GIVEN RECORDS:
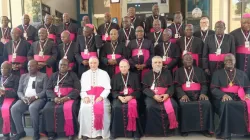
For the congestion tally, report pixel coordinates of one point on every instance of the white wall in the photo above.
(63, 6)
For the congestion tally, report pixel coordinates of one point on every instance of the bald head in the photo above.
(107, 17)
(114, 35)
(25, 19)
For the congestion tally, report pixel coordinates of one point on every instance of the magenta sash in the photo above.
(44, 58)
(106, 39)
(72, 36)
(132, 112)
(193, 87)
(242, 50)
(67, 111)
(216, 58)
(98, 107)
(241, 93)
(117, 56)
(153, 30)
(18, 59)
(87, 56)
(145, 54)
(52, 36)
(5, 110)
(168, 107)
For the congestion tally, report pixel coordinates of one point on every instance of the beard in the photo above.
(204, 28)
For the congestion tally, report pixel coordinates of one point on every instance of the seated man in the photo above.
(94, 114)
(31, 93)
(8, 96)
(161, 109)
(60, 112)
(230, 89)
(191, 88)
(125, 91)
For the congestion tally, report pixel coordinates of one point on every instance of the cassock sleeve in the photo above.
(215, 86)
(13, 92)
(205, 55)
(42, 94)
(178, 84)
(74, 94)
(52, 60)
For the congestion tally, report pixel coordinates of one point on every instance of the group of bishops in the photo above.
(143, 78)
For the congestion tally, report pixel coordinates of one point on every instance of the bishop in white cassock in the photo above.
(94, 114)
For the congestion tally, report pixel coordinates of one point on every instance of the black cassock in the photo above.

GIVEN INSTRUCTION: In the lines above, switch "cassock" to "robe" everywhere it appears, keep everything else the same, and leave the pictures out.

RESULT:
For the congestion tally, report pixel coordinates of one point on every instance of the white wall in the photo above.
(63, 6)
For the congestion tally, report pixel coordinates of one point on every instance of the bald head in the photo above.
(107, 17)
(114, 35)
(25, 19)
For the congestion tally, report pixel coordinates of one point on every instance of the magenta sash in the photo above.
(44, 58)
(106, 39)
(72, 36)
(132, 112)
(193, 87)
(242, 50)
(67, 111)
(216, 58)
(98, 107)
(241, 93)
(117, 56)
(153, 30)
(18, 59)
(87, 56)
(145, 54)
(52, 36)
(5, 110)
(168, 107)
For the congestion tally, report pixel coordinates of one point on every instance of the beard in the photo above.
(204, 28)
For the congestion tally, report pixel coordinates of one point on every instance of the seated man in the photo above.
(94, 114)
(31, 93)
(8, 96)
(161, 109)
(60, 112)
(230, 89)
(191, 88)
(125, 91)
For the congestion tally, report pixel coordinates of one point on every instance of the robe sleeve in the photo above.
(215, 86)
(13, 92)
(205, 55)
(42, 94)
(178, 84)
(74, 94)
(52, 60)
For the congestion tally, report pixel coordinates of one point on every instance of the group of bishops in the photo above.
(143, 78)
For the congestion tally, report pixel coordinates of one point on every instance of the bishop in white robe in the photo above.
(94, 114)
For the congestion tally, report pixel coordinates of one point on every instance of the black robe in the photo above.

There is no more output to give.